(Point localization data)
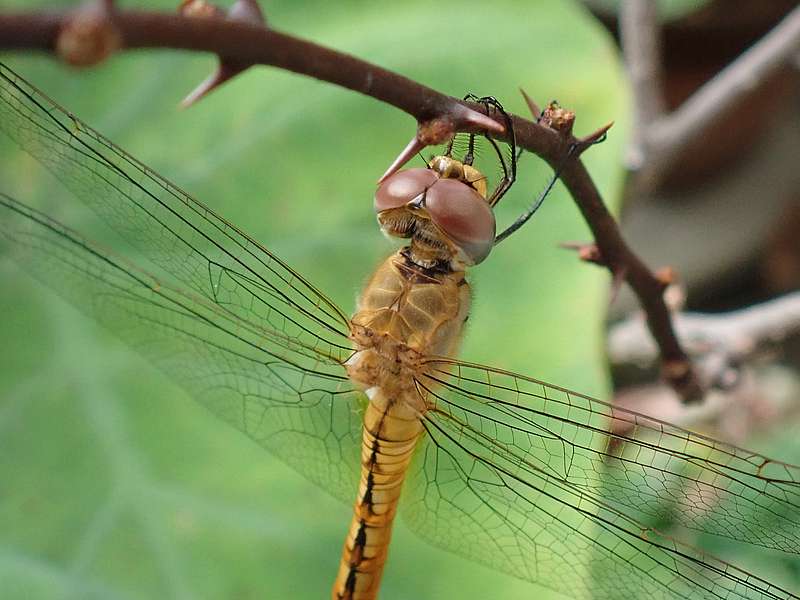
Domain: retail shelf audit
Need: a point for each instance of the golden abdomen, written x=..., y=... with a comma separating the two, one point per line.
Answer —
x=405, y=313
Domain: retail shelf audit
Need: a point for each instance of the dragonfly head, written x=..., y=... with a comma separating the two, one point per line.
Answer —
x=443, y=209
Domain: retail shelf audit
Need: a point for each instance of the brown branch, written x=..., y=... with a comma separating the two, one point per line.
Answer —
x=738, y=334
x=248, y=43
x=666, y=138
x=640, y=37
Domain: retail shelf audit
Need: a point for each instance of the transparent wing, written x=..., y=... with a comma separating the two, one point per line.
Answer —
x=528, y=478
x=245, y=334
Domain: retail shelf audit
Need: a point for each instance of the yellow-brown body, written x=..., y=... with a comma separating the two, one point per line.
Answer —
x=406, y=311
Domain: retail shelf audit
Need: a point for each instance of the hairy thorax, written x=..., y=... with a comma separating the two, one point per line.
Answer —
x=406, y=312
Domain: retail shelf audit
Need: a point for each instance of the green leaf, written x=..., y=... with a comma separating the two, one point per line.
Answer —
x=114, y=483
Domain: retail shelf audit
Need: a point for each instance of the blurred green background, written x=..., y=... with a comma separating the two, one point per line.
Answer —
x=113, y=483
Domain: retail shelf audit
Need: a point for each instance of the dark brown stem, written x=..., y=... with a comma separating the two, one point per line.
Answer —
x=249, y=43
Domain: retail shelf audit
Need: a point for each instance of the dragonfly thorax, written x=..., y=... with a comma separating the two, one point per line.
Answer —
x=443, y=211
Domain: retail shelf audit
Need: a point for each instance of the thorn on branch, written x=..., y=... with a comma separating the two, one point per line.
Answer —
x=441, y=129
x=557, y=118
x=247, y=11
x=409, y=152
x=88, y=37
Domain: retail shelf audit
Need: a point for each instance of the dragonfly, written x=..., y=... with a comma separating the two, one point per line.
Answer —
x=520, y=475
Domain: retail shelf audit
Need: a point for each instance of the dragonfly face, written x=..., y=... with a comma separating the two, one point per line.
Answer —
x=510, y=472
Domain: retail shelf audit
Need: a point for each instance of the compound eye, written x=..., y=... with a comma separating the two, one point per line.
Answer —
x=403, y=187
x=463, y=216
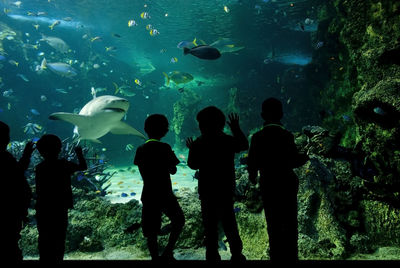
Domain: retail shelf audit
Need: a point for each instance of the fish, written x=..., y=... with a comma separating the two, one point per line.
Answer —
x=32, y=128
x=346, y=118
x=124, y=90
x=183, y=44
x=145, y=15
x=8, y=93
x=138, y=82
x=34, y=112
x=98, y=117
x=96, y=38
x=129, y=147
x=378, y=110
x=13, y=62
x=61, y=90
x=56, y=43
x=59, y=68
x=132, y=23
x=23, y=77
x=226, y=45
x=319, y=44
x=54, y=24
x=154, y=32
x=17, y=3
x=204, y=52
x=178, y=77
x=111, y=48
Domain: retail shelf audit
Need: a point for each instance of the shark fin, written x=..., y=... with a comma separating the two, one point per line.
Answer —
x=166, y=75
x=123, y=128
x=95, y=140
x=116, y=88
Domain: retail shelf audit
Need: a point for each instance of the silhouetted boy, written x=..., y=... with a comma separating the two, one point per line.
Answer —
x=213, y=153
x=54, y=196
x=274, y=153
x=15, y=196
x=156, y=161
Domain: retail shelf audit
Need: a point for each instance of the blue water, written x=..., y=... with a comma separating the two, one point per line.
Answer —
x=104, y=50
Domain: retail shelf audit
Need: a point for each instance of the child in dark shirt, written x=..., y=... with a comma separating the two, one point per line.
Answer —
x=273, y=153
x=54, y=196
x=213, y=155
x=15, y=197
x=156, y=161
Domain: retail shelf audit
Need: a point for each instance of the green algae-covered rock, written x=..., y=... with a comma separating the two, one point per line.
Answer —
x=94, y=224
x=381, y=223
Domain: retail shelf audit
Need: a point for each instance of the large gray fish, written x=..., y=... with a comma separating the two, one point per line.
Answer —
x=226, y=45
x=98, y=117
x=59, y=68
x=56, y=43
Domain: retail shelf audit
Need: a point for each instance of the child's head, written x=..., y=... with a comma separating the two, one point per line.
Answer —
x=211, y=120
x=4, y=135
x=272, y=110
x=156, y=126
x=49, y=146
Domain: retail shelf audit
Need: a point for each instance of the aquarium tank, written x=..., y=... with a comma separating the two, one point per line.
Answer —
x=334, y=65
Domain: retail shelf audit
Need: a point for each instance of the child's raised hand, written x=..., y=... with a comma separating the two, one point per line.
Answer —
x=233, y=121
x=189, y=142
x=28, y=150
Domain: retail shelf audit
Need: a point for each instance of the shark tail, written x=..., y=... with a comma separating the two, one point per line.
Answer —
x=43, y=65
x=116, y=88
x=186, y=51
x=168, y=79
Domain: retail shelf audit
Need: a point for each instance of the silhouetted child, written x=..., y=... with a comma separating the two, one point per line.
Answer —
x=274, y=153
x=54, y=196
x=15, y=196
x=213, y=155
x=156, y=161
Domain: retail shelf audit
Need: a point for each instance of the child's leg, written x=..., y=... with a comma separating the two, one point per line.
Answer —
x=152, y=245
x=175, y=214
x=151, y=223
x=231, y=230
x=210, y=223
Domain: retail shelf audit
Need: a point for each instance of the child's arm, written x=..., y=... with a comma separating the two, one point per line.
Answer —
x=192, y=160
x=81, y=160
x=242, y=143
x=23, y=162
x=251, y=161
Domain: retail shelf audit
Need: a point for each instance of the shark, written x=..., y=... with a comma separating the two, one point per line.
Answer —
x=98, y=117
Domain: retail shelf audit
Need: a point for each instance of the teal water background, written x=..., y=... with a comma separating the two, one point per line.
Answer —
x=261, y=27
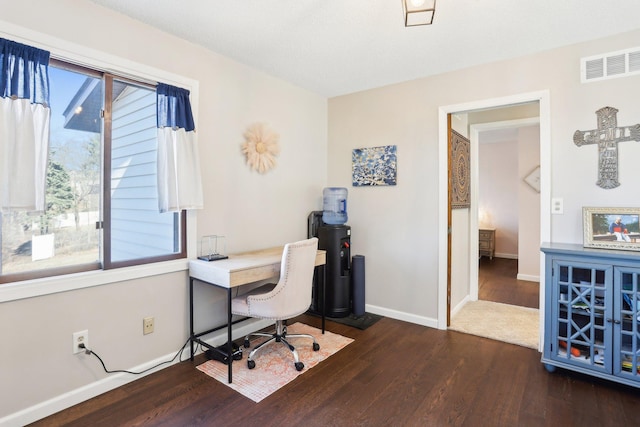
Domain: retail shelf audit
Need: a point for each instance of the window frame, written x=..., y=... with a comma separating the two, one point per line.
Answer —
x=86, y=57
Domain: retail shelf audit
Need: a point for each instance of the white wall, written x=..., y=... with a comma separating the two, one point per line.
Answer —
x=396, y=227
x=528, y=205
x=252, y=210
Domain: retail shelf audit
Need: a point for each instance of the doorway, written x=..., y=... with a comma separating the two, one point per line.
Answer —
x=508, y=206
x=544, y=113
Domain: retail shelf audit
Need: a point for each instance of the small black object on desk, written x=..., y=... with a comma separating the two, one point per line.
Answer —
x=212, y=257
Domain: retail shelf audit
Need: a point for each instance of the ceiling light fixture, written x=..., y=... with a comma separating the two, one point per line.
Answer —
x=418, y=12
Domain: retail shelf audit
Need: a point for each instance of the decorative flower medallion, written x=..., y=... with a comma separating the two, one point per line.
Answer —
x=260, y=147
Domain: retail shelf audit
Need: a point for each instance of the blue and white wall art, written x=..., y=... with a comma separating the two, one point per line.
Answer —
x=374, y=166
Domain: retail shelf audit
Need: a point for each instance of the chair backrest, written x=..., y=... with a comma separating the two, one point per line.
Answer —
x=292, y=294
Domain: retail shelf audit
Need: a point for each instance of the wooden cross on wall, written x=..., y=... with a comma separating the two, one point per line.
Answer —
x=607, y=136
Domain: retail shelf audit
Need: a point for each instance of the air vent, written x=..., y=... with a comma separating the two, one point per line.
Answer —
x=610, y=65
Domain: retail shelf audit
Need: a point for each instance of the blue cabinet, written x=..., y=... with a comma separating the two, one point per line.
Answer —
x=592, y=312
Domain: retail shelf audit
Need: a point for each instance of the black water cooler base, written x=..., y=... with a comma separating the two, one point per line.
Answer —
x=357, y=277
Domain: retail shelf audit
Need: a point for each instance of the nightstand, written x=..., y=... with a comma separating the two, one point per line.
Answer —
x=487, y=242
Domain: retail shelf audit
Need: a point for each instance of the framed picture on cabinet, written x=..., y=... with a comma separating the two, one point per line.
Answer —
x=611, y=228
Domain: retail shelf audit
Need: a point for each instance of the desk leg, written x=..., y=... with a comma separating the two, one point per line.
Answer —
x=191, y=316
x=229, y=338
x=324, y=294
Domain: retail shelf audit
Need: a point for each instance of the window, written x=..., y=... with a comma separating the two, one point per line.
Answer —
x=101, y=196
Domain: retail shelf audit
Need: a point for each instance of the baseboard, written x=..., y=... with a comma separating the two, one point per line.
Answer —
x=459, y=306
x=399, y=315
x=89, y=391
x=508, y=256
x=528, y=278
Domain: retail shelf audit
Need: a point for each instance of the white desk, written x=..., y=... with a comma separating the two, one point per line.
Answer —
x=237, y=270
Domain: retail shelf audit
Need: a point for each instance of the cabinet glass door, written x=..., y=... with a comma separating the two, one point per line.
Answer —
x=627, y=317
x=582, y=334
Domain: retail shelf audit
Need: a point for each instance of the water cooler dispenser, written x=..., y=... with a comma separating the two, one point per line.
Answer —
x=336, y=240
x=334, y=236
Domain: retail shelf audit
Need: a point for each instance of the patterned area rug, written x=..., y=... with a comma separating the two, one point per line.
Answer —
x=501, y=322
x=274, y=363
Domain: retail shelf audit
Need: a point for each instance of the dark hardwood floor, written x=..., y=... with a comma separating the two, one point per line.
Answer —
x=393, y=374
x=497, y=282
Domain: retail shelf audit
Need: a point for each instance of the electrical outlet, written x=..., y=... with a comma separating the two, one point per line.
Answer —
x=81, y=337
x=147, y=325
x=557, y=205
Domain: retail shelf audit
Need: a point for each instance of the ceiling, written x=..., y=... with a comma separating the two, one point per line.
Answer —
x=337, y=47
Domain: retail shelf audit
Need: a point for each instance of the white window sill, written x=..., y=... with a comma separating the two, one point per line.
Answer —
x=70, y=282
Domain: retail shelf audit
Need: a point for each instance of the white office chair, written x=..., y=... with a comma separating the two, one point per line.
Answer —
x=290, y=297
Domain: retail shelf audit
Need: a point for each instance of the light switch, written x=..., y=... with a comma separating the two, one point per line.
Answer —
x=557, y=205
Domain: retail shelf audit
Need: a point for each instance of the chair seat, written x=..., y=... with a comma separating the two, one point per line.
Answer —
x=239, y=304
x=290, y=297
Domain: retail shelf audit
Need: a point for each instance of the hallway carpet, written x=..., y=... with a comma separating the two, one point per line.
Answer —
x=502, y=322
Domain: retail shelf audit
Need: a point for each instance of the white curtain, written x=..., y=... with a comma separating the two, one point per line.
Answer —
x=179, y=179
x=24, y=126
x=179, y=183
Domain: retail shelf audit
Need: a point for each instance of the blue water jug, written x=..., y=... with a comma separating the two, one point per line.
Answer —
x=334, y=205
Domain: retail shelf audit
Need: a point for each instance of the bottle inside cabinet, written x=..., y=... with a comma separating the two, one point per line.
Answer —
x=581, y=315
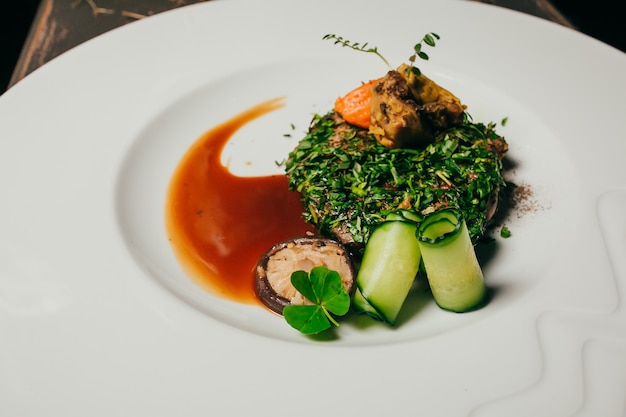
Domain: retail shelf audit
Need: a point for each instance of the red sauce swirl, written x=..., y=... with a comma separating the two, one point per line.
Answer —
x=219, y=224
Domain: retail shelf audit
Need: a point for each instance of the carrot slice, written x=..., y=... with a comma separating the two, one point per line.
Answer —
x=354, y=107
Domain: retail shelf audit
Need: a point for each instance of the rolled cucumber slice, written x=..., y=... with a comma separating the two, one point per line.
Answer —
x=454, y=274
x=390, y=264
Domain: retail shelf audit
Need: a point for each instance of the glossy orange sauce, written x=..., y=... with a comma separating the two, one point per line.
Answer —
x=219, y=224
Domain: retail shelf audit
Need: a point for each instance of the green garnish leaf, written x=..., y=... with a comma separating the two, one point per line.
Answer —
x=428, y=39
x=356, y=46
x=308, y=319
x=324, y=289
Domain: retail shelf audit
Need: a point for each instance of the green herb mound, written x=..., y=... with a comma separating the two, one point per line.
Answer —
x=348, y=182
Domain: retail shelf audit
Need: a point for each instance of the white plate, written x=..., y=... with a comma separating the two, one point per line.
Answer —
x=96, y=317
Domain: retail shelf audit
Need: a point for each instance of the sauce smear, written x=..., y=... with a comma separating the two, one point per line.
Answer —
x=219, y=224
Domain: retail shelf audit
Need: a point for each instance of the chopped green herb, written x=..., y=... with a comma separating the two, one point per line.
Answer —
x=350, y=182
x=324, y=289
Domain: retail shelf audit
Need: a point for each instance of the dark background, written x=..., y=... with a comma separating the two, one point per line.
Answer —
x=602, y=19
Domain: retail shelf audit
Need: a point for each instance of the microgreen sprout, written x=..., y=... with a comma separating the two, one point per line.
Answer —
x=428, y=39
x=328, y=297
x=356, y=46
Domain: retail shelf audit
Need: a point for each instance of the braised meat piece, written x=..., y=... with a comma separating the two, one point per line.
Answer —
x=408, y=109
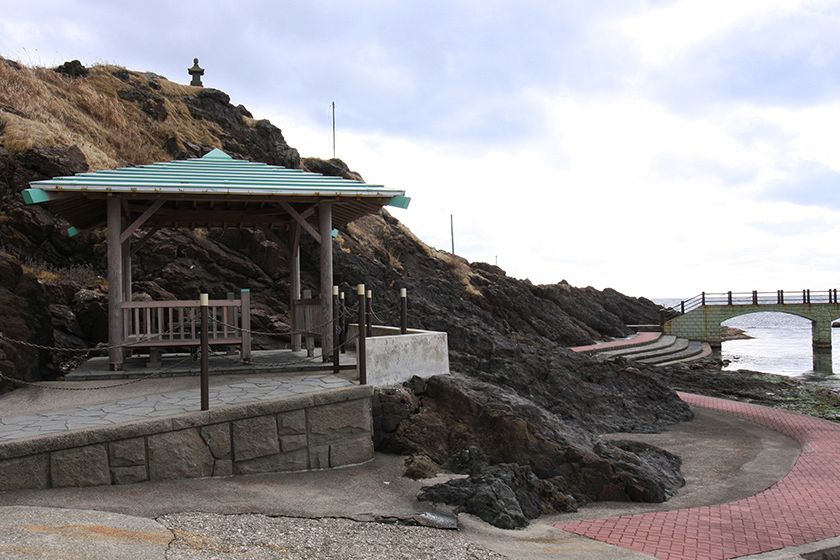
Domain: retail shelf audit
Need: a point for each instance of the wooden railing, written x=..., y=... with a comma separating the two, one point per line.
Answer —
x=157, y=324
x=779, y=297
x=307, y=319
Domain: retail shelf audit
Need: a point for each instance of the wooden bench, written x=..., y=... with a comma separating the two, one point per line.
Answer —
x=167, y=324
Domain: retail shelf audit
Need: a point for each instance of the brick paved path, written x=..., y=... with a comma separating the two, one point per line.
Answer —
x=803, y=507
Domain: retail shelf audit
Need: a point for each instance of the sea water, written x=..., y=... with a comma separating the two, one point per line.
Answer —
x=780, y=343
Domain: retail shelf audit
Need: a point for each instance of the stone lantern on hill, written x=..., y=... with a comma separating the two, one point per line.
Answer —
x=196, y=72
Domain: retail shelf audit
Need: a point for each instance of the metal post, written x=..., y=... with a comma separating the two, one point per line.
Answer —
x=326, y=280
x=336, y=330
x=204, y=301
x=452, y=231
x=403, y=311
x=369, y=303
x=360, y=345
x=115, y=283
x=343, y=337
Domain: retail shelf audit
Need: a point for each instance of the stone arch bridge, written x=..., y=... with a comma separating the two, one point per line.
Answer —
x=699, y=318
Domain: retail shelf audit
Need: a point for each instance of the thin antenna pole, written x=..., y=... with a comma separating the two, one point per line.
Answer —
x=452, y=231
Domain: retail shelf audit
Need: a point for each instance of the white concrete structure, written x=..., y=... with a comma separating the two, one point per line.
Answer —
x=393, y=358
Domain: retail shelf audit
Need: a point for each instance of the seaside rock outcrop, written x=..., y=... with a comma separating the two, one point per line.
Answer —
x=528, y=460
x=530, y=407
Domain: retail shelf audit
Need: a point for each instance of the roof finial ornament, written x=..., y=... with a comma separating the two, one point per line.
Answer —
x=196, y=72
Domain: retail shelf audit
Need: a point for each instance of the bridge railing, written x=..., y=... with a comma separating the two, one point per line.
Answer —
x=779, y=297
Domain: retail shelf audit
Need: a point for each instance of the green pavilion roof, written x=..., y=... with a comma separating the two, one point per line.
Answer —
x=214, y=181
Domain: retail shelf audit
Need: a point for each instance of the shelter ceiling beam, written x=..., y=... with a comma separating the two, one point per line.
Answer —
x=142, y=219
x=296, y=216
x=274, y=238
x=137, y=246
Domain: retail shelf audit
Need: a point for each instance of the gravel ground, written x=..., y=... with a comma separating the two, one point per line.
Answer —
x=203, y=536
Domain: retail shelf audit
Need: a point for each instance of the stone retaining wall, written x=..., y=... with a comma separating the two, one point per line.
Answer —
x=320, y=431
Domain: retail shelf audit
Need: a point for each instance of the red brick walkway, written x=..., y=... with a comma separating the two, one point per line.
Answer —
x=803, y=507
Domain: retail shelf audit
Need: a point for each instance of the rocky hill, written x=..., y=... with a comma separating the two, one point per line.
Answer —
x=514, y=380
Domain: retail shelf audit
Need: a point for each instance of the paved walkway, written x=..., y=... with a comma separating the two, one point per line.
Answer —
x=803, y=507
x=635, y=340
x=246, y=390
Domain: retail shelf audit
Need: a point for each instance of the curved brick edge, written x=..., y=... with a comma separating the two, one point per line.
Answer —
x=802, y=507
x=323, y=430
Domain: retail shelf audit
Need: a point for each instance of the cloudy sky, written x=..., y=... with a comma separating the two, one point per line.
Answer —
x=658, y=147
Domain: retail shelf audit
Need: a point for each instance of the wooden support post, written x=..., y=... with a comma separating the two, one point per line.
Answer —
x=115, y=283
x=343, y=337
x=231, y=319
x=403, y=311
x=325, y=223
x=205, y=352
x=245, y=301
x=369, y=309
x=307, y=326
x=336, y=330
x=360, y=345
x=294, y=270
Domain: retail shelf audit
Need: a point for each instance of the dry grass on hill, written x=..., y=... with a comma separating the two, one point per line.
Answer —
x=41, y=107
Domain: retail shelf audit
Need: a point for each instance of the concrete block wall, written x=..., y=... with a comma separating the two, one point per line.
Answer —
x=320, y=431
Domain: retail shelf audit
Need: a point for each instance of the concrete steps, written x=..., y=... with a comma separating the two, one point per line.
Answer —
x=664, y=351
x=662, y=342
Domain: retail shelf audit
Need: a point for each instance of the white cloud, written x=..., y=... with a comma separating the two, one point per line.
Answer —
x=663, y=33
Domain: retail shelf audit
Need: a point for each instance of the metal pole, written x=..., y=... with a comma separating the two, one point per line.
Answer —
x=336, y=330
x=369, y=324
x=360, y=345
x=452, y=231
x=343, y=337
x=204, y=301
x=333, y=107
x=403, y=311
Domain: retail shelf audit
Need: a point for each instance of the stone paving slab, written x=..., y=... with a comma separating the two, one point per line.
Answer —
x=246, y=390
x=801, y=508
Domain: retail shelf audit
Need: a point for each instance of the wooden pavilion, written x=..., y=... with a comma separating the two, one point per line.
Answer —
x=212, y=191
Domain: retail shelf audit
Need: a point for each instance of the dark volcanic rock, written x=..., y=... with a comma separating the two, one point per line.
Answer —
x=72, y=68
x=522, y=455
x=261, y=141
x=505, y=495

■ **Work order**: Identify each line in the records above that contains the word "post", and copy it out in full.

■ **Exercise answer**:
Need: a point for each instance of the metal post, written x=..., y=... with a comma separating the two, one point per line.
Need: a point for each instance of the wooden support post, written x=..., y=... with a comma separating the two, one point per line.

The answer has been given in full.